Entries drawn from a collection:
□ □ □ □
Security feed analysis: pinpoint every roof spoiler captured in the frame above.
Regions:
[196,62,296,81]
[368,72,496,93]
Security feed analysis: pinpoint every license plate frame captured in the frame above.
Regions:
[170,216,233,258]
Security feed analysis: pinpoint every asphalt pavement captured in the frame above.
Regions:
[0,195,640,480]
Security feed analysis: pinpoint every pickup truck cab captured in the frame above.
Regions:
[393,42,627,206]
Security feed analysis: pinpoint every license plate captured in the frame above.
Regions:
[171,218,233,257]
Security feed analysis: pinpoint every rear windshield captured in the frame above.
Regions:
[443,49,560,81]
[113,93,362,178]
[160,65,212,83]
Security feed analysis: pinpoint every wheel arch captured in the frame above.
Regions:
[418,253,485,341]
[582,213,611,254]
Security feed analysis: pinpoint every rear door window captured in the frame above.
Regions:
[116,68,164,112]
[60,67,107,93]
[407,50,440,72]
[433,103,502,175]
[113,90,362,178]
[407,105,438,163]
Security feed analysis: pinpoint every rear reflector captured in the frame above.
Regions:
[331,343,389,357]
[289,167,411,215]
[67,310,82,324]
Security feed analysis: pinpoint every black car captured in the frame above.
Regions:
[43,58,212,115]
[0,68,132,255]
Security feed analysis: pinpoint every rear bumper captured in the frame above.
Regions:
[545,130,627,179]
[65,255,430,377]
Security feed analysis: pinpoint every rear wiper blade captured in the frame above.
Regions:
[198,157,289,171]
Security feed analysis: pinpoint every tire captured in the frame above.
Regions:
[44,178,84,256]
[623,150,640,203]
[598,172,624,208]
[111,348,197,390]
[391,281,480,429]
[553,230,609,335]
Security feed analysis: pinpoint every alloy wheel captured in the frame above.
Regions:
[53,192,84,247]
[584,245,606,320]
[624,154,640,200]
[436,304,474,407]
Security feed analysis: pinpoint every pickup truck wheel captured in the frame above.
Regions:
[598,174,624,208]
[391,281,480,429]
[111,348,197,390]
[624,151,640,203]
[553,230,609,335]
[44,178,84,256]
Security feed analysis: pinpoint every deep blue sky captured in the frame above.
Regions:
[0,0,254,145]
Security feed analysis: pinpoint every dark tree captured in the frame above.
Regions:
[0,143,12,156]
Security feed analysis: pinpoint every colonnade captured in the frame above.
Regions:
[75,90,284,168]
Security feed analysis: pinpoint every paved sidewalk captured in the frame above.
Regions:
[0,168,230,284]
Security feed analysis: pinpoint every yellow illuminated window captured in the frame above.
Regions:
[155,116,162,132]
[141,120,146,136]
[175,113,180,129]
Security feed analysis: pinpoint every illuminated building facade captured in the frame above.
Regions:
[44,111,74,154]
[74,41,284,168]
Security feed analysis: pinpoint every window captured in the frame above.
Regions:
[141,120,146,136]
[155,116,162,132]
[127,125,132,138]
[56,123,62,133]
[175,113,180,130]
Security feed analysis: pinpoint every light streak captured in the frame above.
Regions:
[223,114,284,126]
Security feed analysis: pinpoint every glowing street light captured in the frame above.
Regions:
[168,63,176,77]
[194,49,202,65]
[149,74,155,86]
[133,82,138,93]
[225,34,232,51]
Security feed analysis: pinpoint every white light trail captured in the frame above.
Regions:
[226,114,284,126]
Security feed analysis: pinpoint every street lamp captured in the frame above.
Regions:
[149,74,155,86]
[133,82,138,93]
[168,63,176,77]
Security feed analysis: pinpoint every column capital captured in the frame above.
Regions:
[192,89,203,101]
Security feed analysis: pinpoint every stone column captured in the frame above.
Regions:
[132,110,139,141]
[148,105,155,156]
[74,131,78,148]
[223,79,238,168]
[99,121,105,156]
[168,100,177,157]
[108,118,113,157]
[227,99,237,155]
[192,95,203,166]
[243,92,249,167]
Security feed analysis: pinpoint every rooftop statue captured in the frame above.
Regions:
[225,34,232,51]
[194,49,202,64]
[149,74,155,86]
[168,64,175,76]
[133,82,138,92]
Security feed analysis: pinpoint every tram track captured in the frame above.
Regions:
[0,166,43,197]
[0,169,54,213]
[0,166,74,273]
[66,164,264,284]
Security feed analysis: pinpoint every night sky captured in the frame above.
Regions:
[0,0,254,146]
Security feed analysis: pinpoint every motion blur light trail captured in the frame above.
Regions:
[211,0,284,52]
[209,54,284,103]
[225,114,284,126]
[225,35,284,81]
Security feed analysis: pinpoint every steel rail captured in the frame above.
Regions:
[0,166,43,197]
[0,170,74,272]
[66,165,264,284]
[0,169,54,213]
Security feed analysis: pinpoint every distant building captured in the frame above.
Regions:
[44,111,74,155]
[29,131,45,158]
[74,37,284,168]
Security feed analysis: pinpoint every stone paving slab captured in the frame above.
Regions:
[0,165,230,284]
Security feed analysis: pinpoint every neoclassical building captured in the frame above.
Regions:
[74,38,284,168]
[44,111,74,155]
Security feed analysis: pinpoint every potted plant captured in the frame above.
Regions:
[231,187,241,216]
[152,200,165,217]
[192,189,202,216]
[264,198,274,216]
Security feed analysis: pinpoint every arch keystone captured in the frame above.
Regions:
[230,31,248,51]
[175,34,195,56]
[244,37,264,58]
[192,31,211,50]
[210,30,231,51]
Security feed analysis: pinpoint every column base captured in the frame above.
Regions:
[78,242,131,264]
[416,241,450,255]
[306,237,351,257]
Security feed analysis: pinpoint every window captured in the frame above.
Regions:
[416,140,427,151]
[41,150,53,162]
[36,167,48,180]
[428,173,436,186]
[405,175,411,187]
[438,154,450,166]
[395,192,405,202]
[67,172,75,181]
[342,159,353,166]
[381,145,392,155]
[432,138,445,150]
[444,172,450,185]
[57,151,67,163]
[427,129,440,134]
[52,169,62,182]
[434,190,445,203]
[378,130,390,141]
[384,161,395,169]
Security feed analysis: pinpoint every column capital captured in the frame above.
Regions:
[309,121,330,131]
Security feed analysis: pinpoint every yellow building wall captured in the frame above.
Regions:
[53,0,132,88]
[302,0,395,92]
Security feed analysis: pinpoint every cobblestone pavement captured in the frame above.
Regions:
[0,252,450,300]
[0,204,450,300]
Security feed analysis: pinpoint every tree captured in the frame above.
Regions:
□ □ □ □
Challenge.
Turn the records into a JSON list of strings, one string per line and blank lines left out, starting with the first line and going on through the line with "[0,68,132,255]".

Solution for this exercise.
[
  "Security feed analysis: pinpoint every roof spoiler captured in the frame above.",
  "Regions:",
  "[196,62,296,81]",
  "[368,72,496,93]",
  "Security feed analysis: pinpoint every license plate frame captured in the frame above.",
  "Regions:",
  "[170,216,233,258]",
  "Security feed analysis: pinpoint every asphalt pavement captured in the frame above.",
  "Regions:",
  "[0,195,640,480]",
  "Security feed analysis: pinpoint every pickup truck cab captured in the frame above.",
  "Regions:",
  "[393,42,627,206]",
  "Security feed analysis: pinpoint every license plate captured in the frame above.",
  "Regions:",
  "[171,218,233,257]",
  "Security feed analysis: pinpoint every rear windshield captured in the frame above.",
  "Regions:",
  "[443,49,560,81]",
  "[113,93,362,178]",
  "[160,65,212,83]",
  "Security feed analysis: pinpoint every wheel arch captured in the frame above.",
  "Regions:",
  "[418,253,485,341]",
  "[582,213,611,254]",
  "Security feed analysis: pinpoint every rear door window captured in the frame above.",
  "Regions:",
  "[116,68,164,112]",
  "[60,67,107,93]",
  "[407,50,440,72]",
  "[433,103,502,175]",
  "[113,90,362,178]",
  "[407,105,438,163]",
  "Security feed analysis: pinpoint every rear reflector captured in the frame above.",
  "Regions:",
  "[331,343,389,357]",
  "[289,167,411,215]",
  "[67,310,82,324]",
  "Security feed analysis: pinpoint every black car captured in the frame above.",
  "Regions:",
  "[43,58,212,115]",
  "[0,68,132,255]"
]